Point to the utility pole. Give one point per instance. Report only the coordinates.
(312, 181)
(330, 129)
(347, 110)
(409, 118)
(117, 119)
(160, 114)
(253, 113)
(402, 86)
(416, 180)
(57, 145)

# [PROBLEM DETAILS]
Would you mind copying all of the records exactly?

# [REPLY]
Point to the utility pole. Give one point per instance. Report only the coordinates.
(312, 181)
(330, 129)
(347, 110)
(409, 118)
(117, 119)
(160, 114)
(253, 113)
(402, 86)
(416, 180)
(57, 145)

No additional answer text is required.